SUPPLIED ENTRIES

▬▬▬▬▬▬▬▬▬▬

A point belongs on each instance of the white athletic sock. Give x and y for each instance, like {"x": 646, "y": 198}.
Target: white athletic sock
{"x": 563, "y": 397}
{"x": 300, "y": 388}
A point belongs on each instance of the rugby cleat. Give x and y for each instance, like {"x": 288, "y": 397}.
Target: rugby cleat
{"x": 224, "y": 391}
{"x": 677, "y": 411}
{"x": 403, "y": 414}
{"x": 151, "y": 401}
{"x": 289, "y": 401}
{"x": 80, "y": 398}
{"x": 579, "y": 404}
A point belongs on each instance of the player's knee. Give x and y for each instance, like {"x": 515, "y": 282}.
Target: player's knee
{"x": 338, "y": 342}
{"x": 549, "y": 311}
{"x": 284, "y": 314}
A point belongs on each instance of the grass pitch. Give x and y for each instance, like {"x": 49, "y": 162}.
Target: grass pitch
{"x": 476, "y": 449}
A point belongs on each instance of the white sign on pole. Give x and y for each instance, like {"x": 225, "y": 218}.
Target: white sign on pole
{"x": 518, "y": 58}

▬▬▬▬▬▬▬▬▬▬

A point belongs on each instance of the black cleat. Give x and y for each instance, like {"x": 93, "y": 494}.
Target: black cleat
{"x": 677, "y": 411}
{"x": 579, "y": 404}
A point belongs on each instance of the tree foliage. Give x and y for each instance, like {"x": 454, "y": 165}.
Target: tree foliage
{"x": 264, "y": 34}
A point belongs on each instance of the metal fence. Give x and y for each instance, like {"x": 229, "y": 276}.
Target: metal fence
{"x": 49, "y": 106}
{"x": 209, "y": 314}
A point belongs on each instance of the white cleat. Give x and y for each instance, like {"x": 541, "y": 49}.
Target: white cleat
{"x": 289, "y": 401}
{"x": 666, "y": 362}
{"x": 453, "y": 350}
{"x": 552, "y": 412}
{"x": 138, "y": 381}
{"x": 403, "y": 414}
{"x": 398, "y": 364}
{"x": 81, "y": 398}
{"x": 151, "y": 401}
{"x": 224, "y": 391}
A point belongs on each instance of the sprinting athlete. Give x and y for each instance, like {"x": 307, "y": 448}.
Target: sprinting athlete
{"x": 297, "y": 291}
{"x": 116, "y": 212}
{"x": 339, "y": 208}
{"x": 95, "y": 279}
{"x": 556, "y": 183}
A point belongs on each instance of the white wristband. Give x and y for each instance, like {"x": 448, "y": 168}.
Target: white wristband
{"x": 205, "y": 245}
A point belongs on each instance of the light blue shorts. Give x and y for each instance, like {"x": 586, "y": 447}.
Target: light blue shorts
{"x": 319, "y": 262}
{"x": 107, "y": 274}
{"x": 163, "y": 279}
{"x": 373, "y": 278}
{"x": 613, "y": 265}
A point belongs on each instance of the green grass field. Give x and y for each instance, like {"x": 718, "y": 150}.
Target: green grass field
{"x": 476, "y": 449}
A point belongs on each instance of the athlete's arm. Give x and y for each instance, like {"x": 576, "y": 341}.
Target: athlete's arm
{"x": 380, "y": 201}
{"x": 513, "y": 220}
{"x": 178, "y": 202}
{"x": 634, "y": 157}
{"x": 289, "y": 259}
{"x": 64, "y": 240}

▬▬▬▬▬▬▬▬▬▬

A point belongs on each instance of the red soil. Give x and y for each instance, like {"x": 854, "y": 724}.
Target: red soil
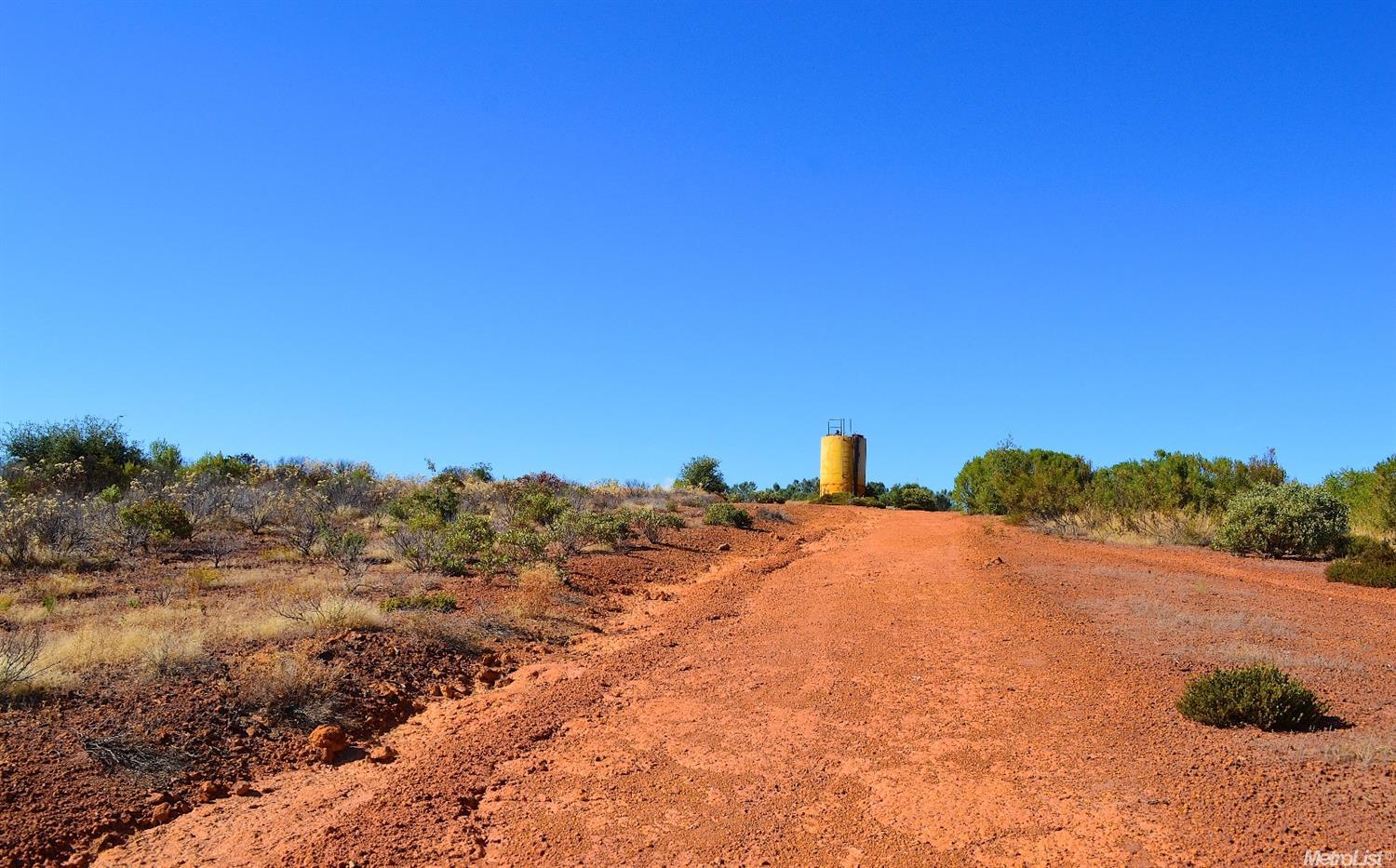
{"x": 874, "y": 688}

▬▬▬▬▬▬▬▬▬▬

How many lines of the records above contain the string "white"? Treat uppercase and lowercase as different, and reply with the number alone.

8